Given data:
- - - - - - -

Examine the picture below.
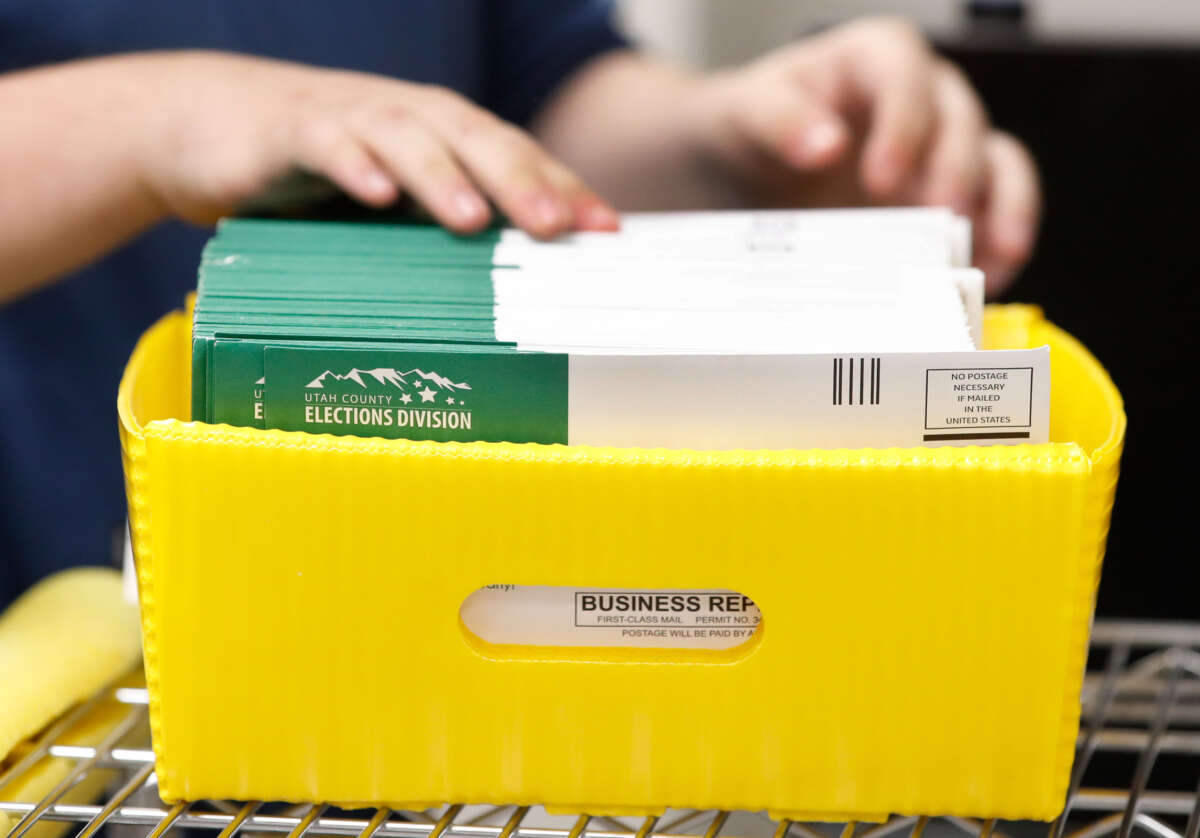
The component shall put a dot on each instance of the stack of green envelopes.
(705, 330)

- - - - - - -

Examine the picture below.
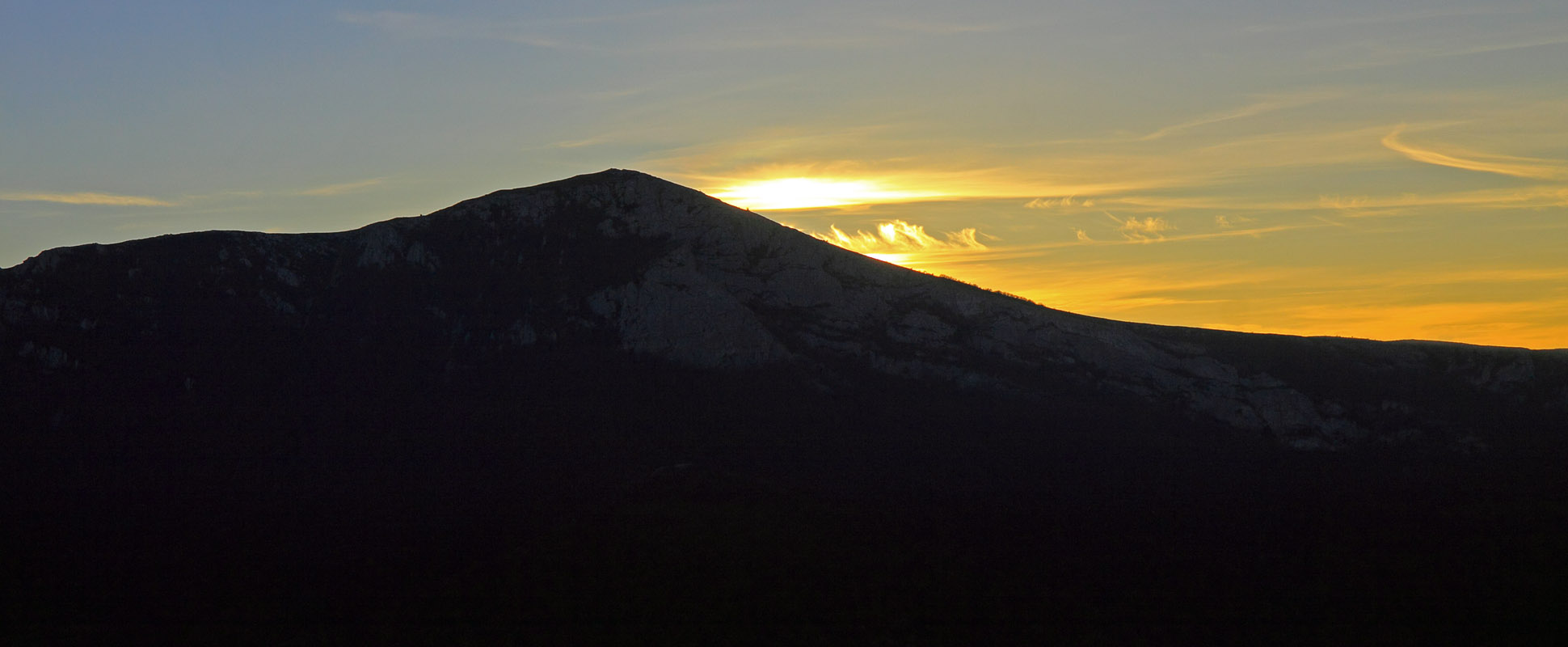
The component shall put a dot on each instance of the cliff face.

- - - - - - -

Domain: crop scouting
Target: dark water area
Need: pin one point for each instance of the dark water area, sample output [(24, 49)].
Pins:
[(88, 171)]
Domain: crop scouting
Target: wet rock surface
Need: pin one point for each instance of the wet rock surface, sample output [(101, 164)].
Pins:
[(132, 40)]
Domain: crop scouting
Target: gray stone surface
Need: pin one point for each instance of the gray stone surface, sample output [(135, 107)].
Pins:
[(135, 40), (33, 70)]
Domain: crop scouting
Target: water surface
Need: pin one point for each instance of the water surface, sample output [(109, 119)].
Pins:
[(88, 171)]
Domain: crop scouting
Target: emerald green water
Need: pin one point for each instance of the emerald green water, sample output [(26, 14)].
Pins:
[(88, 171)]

- - - - - - -

Goal:
Find each line in the material above that contains the word "rock" and copy those lines. Matching is case-sensitive.

Output below:
Target: wet rock surface
Need: pin one point for each instance of the wet rock surface, sample output [(101, 164)].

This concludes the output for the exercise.